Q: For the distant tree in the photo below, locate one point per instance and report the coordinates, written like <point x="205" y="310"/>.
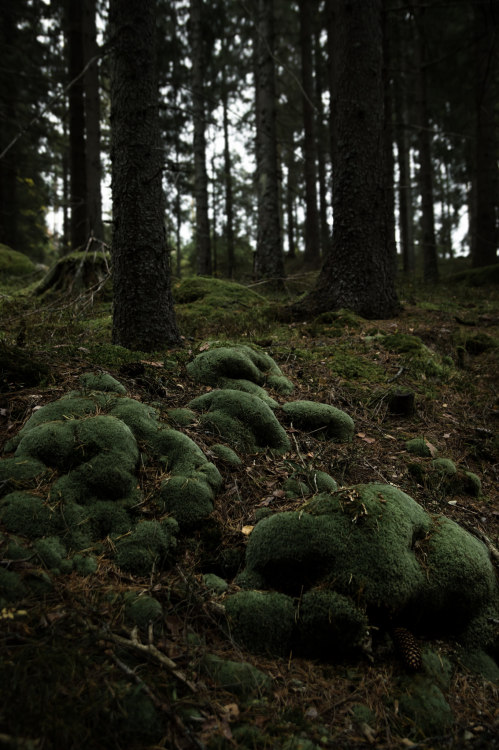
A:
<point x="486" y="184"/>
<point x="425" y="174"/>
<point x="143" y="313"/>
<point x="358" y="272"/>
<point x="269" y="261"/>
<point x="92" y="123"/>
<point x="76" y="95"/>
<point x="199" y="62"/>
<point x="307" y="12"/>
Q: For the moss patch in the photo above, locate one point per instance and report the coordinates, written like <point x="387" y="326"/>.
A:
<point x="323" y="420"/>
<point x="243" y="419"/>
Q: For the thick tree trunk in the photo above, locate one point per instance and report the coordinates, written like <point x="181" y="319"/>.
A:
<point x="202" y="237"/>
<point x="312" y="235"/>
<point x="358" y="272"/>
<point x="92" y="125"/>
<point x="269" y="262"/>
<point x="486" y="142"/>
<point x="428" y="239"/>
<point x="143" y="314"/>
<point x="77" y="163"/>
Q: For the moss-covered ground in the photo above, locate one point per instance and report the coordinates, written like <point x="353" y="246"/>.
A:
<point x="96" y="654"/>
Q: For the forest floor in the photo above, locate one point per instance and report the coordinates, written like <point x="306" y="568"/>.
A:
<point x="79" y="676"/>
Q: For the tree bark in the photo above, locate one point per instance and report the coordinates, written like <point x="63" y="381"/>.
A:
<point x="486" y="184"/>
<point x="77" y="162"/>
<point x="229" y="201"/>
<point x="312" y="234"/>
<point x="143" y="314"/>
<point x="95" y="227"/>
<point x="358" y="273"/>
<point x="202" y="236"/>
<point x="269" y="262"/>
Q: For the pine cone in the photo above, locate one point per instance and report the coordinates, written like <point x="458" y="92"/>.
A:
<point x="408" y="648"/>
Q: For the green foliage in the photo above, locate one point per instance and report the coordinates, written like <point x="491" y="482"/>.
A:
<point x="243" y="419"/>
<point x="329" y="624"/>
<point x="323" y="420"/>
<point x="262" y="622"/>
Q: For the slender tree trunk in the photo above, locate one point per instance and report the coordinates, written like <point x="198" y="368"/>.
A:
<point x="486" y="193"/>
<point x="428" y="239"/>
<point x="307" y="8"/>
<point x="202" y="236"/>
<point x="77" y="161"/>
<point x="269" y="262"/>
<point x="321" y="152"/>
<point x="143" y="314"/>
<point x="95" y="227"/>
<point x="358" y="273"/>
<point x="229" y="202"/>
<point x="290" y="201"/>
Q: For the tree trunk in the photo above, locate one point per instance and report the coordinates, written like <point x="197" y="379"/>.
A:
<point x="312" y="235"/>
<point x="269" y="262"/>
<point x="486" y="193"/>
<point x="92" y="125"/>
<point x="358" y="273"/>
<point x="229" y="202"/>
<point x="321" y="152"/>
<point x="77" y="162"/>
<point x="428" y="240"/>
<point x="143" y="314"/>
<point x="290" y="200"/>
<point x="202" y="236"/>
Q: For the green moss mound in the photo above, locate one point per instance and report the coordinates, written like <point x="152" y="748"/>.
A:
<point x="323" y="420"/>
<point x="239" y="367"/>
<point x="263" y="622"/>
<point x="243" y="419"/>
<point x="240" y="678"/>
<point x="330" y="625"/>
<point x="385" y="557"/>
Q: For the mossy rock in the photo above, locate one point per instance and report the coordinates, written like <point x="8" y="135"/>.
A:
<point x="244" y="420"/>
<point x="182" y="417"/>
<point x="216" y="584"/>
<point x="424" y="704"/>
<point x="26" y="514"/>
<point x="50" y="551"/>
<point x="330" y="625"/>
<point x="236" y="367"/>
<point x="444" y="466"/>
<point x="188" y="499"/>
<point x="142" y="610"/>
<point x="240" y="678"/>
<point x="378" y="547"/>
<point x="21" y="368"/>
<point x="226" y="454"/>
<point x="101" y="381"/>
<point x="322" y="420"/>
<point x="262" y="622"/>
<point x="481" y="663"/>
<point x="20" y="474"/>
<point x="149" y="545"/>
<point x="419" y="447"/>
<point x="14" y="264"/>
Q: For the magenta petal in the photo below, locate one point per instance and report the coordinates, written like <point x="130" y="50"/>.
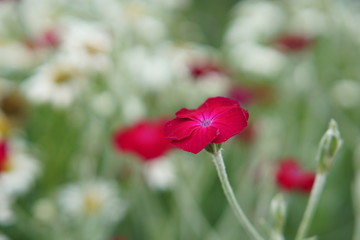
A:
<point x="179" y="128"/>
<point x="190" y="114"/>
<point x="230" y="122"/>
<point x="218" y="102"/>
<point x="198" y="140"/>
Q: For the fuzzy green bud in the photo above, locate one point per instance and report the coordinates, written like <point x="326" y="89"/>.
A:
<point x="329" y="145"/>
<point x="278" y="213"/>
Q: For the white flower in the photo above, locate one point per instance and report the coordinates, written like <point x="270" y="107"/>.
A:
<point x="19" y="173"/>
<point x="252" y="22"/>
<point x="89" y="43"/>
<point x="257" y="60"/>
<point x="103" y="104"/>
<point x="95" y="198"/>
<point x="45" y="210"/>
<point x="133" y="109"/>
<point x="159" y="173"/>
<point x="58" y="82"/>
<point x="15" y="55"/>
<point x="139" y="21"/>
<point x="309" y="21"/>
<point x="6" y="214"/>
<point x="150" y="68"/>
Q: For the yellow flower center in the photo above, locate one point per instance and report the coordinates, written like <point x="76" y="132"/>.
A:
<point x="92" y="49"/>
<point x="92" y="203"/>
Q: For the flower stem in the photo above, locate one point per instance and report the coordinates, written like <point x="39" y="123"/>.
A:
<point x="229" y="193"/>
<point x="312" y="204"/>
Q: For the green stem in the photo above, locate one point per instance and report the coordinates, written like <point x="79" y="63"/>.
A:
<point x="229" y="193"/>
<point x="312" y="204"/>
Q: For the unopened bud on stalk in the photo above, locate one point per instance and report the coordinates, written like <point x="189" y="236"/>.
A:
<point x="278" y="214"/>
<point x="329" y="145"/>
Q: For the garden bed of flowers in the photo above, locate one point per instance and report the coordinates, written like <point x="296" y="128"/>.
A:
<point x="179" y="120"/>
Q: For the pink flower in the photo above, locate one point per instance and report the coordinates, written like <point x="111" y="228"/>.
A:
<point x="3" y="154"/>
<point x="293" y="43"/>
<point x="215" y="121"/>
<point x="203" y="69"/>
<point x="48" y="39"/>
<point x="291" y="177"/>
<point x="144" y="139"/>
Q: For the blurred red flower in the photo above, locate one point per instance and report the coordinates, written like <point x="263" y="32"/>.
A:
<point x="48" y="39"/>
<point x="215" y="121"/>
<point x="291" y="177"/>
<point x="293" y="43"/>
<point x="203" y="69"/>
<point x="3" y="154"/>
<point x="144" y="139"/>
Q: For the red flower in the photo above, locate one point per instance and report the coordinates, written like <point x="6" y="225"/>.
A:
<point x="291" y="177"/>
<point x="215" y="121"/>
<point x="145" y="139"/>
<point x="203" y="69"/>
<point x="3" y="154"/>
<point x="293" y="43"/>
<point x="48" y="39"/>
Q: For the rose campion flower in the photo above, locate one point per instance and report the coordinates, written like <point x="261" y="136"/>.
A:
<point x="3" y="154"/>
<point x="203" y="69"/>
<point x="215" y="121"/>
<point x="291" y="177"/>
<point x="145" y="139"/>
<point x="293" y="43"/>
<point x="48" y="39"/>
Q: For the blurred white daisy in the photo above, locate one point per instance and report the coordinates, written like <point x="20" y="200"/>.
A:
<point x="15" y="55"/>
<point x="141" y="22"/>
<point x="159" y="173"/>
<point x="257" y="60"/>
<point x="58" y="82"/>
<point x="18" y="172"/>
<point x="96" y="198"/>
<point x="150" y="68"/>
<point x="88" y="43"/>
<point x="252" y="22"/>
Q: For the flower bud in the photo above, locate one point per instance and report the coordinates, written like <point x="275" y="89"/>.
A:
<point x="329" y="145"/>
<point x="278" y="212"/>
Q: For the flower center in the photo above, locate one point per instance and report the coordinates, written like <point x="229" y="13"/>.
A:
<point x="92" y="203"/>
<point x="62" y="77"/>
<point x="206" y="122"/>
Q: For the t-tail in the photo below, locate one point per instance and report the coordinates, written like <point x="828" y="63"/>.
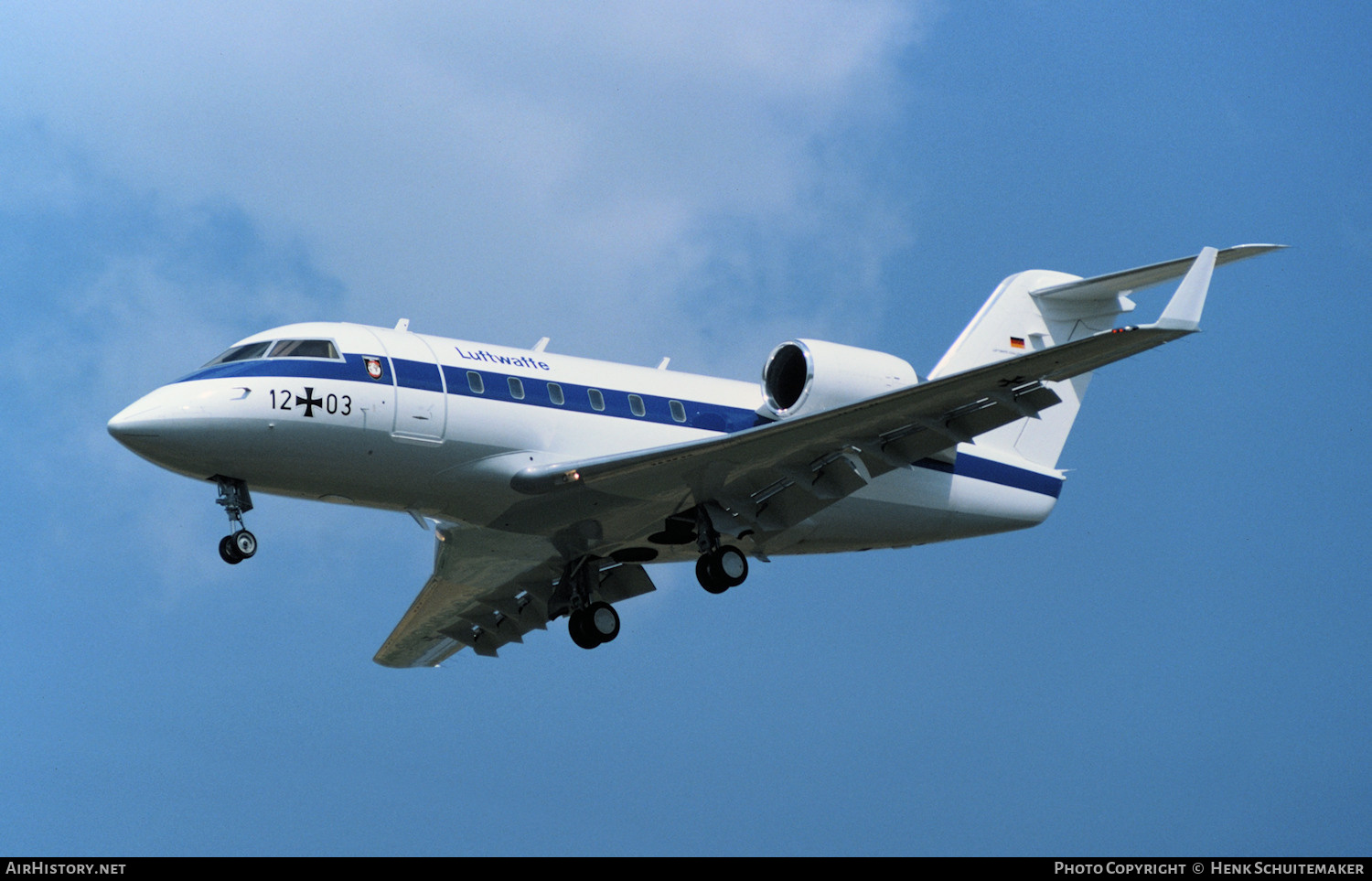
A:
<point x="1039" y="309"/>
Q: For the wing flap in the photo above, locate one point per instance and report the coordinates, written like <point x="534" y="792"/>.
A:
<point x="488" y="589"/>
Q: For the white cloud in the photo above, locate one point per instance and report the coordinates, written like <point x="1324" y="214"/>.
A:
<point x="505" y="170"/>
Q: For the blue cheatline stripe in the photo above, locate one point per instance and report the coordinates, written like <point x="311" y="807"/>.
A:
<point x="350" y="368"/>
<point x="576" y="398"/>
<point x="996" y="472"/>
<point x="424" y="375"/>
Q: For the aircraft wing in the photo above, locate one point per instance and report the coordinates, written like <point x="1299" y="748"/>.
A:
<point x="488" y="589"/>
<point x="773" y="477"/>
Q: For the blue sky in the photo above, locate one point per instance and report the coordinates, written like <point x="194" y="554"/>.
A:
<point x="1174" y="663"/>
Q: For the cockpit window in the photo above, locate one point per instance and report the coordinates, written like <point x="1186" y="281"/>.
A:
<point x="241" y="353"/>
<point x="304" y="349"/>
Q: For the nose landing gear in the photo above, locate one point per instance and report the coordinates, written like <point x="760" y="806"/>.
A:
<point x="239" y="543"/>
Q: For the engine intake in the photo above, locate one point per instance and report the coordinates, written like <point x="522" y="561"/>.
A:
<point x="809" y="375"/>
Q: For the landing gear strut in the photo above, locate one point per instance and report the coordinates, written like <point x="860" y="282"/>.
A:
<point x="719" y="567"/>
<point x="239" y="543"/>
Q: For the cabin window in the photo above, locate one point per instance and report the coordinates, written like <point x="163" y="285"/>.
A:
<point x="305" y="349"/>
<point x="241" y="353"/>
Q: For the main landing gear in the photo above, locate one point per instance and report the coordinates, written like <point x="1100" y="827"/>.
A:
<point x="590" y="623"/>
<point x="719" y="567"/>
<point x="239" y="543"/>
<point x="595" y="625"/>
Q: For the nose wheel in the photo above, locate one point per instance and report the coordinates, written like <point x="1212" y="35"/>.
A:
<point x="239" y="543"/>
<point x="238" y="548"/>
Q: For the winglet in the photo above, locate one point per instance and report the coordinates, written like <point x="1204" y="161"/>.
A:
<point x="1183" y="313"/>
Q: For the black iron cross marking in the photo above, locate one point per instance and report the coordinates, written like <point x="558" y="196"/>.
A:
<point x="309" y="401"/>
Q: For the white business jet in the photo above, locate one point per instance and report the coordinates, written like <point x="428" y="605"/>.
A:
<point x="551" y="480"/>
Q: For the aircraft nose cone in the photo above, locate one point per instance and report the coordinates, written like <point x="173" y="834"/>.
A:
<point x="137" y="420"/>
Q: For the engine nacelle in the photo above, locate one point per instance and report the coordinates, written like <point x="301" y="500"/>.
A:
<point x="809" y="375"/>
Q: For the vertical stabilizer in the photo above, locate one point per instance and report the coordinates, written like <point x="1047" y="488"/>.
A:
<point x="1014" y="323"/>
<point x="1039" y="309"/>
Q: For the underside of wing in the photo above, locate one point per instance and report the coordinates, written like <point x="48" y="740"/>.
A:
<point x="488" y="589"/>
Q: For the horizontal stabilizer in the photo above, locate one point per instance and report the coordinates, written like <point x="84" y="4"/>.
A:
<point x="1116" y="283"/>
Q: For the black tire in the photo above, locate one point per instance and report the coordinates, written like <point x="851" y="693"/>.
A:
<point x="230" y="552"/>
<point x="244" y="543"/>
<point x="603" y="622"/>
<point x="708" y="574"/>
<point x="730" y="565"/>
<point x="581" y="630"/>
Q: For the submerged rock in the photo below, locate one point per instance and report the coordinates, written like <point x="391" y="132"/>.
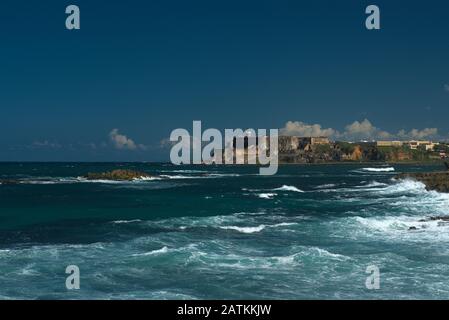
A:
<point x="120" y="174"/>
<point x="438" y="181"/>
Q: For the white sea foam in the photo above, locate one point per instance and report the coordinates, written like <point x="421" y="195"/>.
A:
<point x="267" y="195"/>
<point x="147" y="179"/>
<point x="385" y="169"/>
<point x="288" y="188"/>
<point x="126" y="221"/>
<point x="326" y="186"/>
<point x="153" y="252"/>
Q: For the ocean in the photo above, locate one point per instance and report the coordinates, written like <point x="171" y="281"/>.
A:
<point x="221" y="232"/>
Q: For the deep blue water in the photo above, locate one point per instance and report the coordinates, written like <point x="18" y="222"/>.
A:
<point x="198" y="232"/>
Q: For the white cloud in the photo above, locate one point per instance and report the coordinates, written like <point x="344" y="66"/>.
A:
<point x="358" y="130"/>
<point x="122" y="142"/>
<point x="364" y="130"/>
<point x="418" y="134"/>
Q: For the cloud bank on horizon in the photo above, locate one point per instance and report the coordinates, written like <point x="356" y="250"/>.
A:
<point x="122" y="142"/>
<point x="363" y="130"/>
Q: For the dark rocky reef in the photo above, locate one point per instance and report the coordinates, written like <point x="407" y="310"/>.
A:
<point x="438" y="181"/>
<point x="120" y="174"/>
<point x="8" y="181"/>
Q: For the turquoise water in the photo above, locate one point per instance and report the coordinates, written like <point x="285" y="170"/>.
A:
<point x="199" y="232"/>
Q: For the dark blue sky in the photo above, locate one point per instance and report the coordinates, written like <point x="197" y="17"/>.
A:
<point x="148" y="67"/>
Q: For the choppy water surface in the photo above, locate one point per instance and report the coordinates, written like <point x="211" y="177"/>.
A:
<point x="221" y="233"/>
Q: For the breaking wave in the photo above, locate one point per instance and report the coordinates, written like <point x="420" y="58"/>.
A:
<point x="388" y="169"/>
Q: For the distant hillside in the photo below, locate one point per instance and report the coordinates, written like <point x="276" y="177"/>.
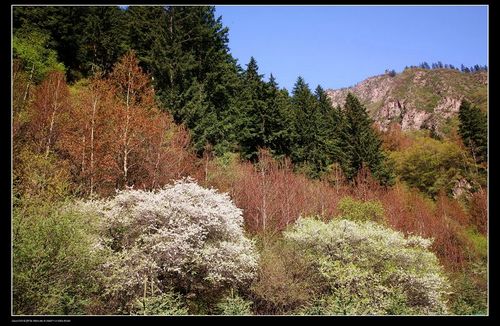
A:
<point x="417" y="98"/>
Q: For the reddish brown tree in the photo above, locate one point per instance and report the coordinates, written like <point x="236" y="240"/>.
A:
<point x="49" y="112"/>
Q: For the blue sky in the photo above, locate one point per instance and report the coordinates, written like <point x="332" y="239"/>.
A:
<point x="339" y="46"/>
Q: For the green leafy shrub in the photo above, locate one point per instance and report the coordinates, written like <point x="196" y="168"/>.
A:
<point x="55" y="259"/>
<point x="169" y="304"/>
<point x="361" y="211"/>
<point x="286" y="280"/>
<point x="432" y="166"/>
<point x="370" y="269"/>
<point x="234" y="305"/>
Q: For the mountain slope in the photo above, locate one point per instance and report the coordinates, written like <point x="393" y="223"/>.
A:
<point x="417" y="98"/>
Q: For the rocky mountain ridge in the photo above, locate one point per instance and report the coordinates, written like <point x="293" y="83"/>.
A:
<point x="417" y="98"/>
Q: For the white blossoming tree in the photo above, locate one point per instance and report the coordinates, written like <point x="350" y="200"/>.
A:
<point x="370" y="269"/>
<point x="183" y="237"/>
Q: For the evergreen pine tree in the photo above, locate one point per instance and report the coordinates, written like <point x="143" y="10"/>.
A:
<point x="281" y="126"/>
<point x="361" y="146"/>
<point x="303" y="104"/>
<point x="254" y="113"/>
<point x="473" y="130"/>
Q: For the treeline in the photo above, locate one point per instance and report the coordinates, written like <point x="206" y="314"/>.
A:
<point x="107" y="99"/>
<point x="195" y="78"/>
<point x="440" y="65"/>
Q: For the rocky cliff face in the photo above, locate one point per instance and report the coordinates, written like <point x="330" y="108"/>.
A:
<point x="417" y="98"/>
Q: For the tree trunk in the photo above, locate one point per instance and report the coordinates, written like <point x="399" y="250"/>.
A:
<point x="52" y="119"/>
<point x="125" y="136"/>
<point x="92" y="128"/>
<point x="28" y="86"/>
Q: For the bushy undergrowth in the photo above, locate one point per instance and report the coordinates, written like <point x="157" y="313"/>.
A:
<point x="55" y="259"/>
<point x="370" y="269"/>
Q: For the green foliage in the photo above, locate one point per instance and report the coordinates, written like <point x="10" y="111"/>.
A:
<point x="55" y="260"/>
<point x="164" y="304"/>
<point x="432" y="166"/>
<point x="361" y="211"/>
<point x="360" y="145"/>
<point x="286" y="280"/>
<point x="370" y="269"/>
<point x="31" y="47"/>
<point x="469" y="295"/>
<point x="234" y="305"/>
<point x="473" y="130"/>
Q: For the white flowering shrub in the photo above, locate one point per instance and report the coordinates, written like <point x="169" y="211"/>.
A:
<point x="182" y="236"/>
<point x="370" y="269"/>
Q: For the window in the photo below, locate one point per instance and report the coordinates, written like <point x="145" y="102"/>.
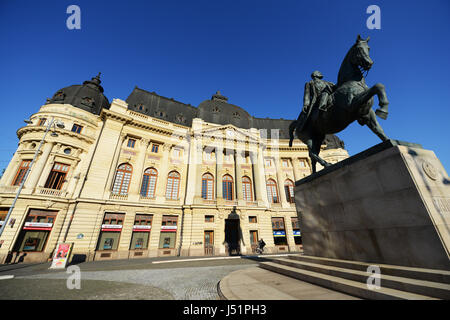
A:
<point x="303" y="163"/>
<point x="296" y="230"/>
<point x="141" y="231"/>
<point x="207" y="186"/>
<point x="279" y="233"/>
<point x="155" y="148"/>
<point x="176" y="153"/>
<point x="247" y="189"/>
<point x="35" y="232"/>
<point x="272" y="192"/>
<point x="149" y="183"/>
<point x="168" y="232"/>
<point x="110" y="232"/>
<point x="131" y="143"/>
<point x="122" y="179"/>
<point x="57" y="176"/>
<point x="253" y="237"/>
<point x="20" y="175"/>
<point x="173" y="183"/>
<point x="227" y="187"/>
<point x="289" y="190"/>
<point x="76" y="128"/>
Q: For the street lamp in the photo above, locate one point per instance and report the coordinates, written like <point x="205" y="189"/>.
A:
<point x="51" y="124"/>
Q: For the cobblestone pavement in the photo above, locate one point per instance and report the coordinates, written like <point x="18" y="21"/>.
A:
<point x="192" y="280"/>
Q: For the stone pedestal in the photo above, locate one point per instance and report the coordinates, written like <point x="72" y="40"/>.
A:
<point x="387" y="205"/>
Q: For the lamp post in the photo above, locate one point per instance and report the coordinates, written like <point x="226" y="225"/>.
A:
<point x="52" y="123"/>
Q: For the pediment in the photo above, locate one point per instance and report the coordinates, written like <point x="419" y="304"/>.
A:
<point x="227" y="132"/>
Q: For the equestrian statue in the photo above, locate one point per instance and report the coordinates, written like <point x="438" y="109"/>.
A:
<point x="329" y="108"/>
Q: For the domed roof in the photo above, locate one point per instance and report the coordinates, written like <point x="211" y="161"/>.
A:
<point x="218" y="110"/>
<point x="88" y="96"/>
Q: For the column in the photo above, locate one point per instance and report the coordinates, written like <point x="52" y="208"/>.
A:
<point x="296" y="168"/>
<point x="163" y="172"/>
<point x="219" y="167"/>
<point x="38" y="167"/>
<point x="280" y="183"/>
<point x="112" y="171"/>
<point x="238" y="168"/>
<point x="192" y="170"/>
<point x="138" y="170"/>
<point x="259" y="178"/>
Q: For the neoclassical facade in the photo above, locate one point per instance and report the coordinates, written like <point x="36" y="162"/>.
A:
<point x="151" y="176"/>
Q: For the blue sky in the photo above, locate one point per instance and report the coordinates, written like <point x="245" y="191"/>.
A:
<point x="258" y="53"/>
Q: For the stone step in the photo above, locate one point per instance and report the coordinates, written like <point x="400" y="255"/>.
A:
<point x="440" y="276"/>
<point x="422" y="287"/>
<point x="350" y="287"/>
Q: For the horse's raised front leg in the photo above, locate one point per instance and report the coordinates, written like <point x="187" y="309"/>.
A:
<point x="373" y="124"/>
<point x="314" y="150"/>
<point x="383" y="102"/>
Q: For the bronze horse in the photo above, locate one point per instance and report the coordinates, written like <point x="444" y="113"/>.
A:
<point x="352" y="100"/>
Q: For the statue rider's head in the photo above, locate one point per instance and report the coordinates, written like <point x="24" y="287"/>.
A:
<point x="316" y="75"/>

━━━━

Could you report how many lines in the data above include the word "gear"? Give the number and nothing more.

3